* [Passage]:
London won 4-0, Firmani scored the opener, Holton the second. We Scots are quick to bridle when our southern neighbours try to claim Scottish achievements; it is only fair, therefore, that we properly recognise the feats of those London players.
 
London made it all the way to the final of that inaugural Inter-Cities Fairs Cup competition, the trouble was, it took four years to conclude, so, by the time London lost to Barcelona, in the final in 1958, most people had forgotten what the game was all about.
 
 
I HAD to laugh when I read today that Alan Stubbs has praised Scott Cummings for putting-in some extra work to become happier to use his "weaker" left foot.
 
Now, being "one-footed" in football is alright, if you are Jim Baxter, Ferenc Puskas, or Davie Cooper. For such special players, being "one-footed" wasn't a handicap, but, for lesser players, it most-definitely is.
 
I remember, some years ago, watching a Scotland Under-21 cap tying himself in knots almost, in his efforts to get the ball onto his "good" foot. That player had a 17-year professional career, but, when he finally retired he could no more use his right foot than he could when his first club signed him as a trainee.
 
Getting a player to build-up his confidence on a weaker foot is not rocket science. I have a couple of friends, both former players and both now in their eighties.

* [Given information]:
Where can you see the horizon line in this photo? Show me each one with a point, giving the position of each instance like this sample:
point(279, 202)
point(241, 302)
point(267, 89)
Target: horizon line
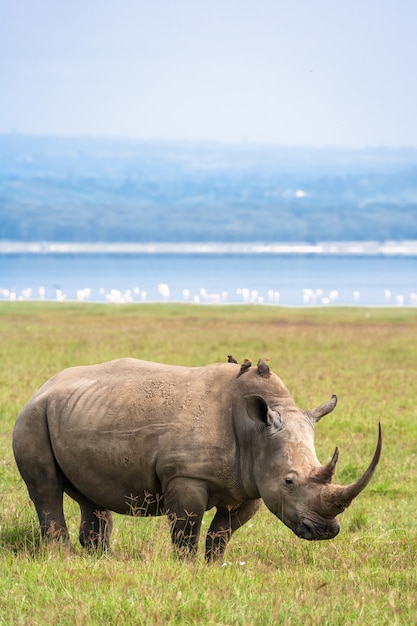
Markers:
point(346, 248)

* [Goal]:
Please print the football passage again in full, word for word. The records have nothing to do with the football passage.

* [The response]:
London won 4-0, Firmani scored the opener, Holton the second. We Scots are quick to bridle when our southern neighbours try to claim Scottish achievements; it is only fair, therefore, that we properly recognise the feats of those London players.
 
London made it all the way to the final of that inaugural Inter-Cities Fairs Cup competition, the trouble was, it took four years to conclude, so, by the time London lost to Barcelona, in the final in 1958, most people had forgotten what the game was all about.
 
 
I HAD to laugh when I read today that Alan Stubbs has praised Scott Cummings for putting-in some extra work to become happier to use his "weaker" left foot.
 
Now, being "one-footed" in football is alright, if you are Jim Baxter, Ferenc Puskas, or Davie Cooper. For such special players, being "one-footed" wasn't a handicap, but, for lesser players, it most-definitely is.
 
I remember, some years ago, watching a Scotland Under-21 cap tying himself in knots almost, in his efforts to get the ball onto his "good" foot. That player had a 17-year professional career, but, when he finally retired he could no more use his right foot than he could when his first club signed him as a trainee.
 
Getting a player to build-up his confidence on a weaker foot is not rocket science. I have a couple of friends, both former players and both now in their eighties.